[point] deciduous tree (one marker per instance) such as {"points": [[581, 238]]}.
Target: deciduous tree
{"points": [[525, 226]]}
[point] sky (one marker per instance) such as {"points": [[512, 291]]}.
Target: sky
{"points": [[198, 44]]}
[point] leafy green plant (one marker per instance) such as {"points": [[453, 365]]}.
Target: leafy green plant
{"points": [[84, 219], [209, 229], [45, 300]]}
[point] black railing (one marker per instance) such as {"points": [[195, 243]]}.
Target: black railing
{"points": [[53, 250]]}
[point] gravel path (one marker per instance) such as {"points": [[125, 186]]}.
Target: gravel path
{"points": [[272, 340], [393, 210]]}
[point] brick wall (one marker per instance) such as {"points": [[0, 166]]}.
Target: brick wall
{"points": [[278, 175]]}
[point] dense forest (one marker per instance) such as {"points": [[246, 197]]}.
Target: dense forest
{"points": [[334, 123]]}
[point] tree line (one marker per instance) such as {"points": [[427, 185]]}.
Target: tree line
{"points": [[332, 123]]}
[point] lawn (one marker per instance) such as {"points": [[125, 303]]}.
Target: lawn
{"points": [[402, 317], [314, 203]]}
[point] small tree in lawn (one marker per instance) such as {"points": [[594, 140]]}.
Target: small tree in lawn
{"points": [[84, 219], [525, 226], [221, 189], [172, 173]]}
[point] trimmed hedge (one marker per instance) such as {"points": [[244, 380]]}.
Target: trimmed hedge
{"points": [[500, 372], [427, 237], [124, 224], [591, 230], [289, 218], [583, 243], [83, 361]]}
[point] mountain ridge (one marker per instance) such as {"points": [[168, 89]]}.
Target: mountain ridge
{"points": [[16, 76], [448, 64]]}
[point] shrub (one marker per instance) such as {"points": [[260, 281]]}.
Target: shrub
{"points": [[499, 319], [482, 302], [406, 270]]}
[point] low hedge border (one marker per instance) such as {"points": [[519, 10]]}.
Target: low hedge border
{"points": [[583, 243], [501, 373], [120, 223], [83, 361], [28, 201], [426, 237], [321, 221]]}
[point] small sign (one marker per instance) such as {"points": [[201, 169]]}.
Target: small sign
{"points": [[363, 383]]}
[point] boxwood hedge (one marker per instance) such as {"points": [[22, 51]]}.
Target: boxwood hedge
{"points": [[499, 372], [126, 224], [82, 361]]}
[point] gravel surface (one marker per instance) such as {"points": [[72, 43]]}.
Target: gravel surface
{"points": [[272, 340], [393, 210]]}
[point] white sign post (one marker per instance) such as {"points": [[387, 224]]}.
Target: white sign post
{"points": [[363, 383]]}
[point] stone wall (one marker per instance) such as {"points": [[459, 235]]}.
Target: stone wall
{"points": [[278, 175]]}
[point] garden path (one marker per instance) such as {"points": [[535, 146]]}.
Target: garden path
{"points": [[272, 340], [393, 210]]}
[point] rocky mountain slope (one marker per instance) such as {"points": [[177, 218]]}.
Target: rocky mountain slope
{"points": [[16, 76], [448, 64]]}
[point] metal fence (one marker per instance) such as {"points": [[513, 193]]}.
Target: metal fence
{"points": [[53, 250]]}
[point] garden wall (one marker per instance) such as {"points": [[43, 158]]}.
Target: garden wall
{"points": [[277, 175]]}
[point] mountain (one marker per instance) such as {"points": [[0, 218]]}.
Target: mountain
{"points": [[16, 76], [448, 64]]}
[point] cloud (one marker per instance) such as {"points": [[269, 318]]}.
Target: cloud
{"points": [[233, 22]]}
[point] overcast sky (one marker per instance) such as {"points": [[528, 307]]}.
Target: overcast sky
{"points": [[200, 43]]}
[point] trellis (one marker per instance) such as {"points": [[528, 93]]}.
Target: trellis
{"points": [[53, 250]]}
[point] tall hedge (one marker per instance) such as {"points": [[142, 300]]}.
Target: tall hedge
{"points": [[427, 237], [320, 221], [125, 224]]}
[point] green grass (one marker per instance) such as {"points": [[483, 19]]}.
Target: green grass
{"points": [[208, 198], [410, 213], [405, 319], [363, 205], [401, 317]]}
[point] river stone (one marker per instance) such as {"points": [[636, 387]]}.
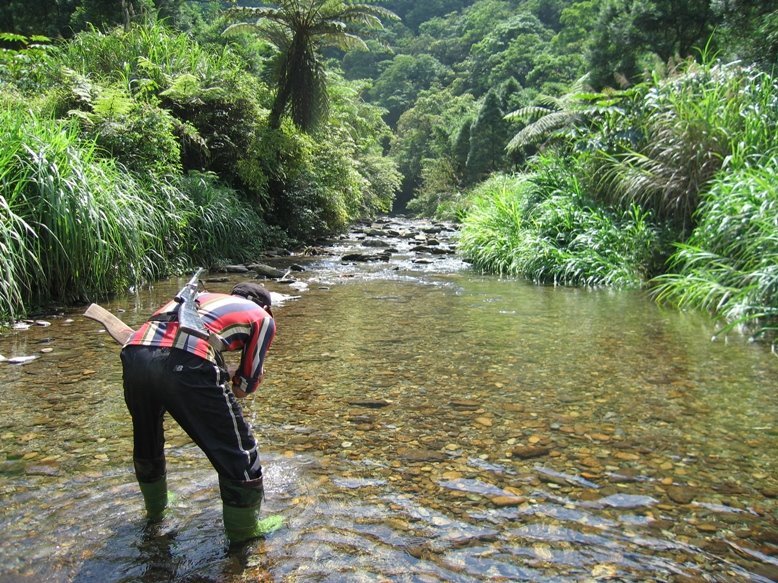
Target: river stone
{"points": [[267, 271], [529, 452], [503, 501], [375, 243], [370, 403], [236, 269], [680, 495], [465, 405], [421, 455]]}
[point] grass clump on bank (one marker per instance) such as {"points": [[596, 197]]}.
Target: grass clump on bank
{"points": [[516, 227], [673, 189], [77, 226]]}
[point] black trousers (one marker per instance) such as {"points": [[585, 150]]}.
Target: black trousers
{"points": [[195, 392]]}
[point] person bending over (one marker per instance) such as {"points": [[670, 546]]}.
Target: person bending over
{"points": [[167, 370]]}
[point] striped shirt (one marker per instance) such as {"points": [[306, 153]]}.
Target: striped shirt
{"points": [[240, 323]]}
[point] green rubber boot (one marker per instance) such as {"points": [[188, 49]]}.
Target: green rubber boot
{"points": [[243, 524], [241, 501], [155, 498]]}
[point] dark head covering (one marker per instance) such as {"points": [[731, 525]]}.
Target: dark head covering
{"points": [[254, 292]]}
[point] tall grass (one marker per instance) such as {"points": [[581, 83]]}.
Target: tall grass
{"points": [[707, 118], [81, 226], [519, 226], [729, 266], [75, 226]]}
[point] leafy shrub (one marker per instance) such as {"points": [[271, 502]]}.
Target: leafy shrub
{"points": [[519, 226], [729, 266]]}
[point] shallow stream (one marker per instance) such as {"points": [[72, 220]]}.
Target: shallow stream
{"points": [[419, 422]]}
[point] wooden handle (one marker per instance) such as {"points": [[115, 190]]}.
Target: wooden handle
{"points": [[117, 329]]}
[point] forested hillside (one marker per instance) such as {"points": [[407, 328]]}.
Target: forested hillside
{"points": [[586, 142]]}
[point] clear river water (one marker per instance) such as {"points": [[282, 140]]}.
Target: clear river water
{"points": [[419, 422]]}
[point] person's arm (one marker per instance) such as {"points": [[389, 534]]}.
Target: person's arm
{"points": [[250, 371]]}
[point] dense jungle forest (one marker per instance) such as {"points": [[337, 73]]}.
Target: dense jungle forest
{"points": [[623, 143]]}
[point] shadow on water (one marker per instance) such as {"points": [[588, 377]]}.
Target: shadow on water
{"points": [[419, 422]]}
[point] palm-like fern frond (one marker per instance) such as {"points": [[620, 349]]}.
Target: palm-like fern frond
{"points": [[299, 29]]}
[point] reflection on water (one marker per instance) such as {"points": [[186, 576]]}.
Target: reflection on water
{"points": [[419, 423]]}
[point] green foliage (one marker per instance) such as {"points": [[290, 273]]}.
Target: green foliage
{"points": [[403, 79], [708, 118], [79, 225], [140, 135], [199, 97], [299, 30], [423, 133], [24, 61], [488, 137], [511, 49], [628, 30], [543, 227], [217, 223], [729, 266]]}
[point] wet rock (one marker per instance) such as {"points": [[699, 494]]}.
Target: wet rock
{"points": [[370, 403], [504, 501], [365, 257], [529, 452], [42, 470], [421, 455], [266, 271], [680, 494], [236, 269], [464, 405], [769, 491]]}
--*--
Objective: Every line from the one containing "[point] palm-like fern" through the end of the entries above must be echoed exactly, with both ends kept.

Exercise output:
[point] palm-like fern frond (one marker per instance) such as {"points": [[620, 349]]}.
Target: palm-like fern frond
{"points": [[299, 29]]}
[point] reflection on water (one marker per instance) such as {"points": [[186, 576]]}.
Target: reflection on water
{"points": [[419, 423]]}
[point] green foliage (one marker per instance) such as {"points": [[290, 273]]}.
Target: green foliage
{"points": [[403, 79], [708, 118], [79, 225], [140, 135], [199, 97], [299, 30], [423, 133], [24, 61], [488, 137], [511, 49], [628, 30], [543, 227], [217, 223], [729, 266]]}
[point] wet rock (one marker per instance) such as {"points": [[699, 494]]}.
Target: wet rock
{"points": [[370, 403], [504, 501], [365, 257], [529, 452], [42, 470], [421, 455], [266, 271], [680, 494], [236, 269], [464, 405], [769, 491]]}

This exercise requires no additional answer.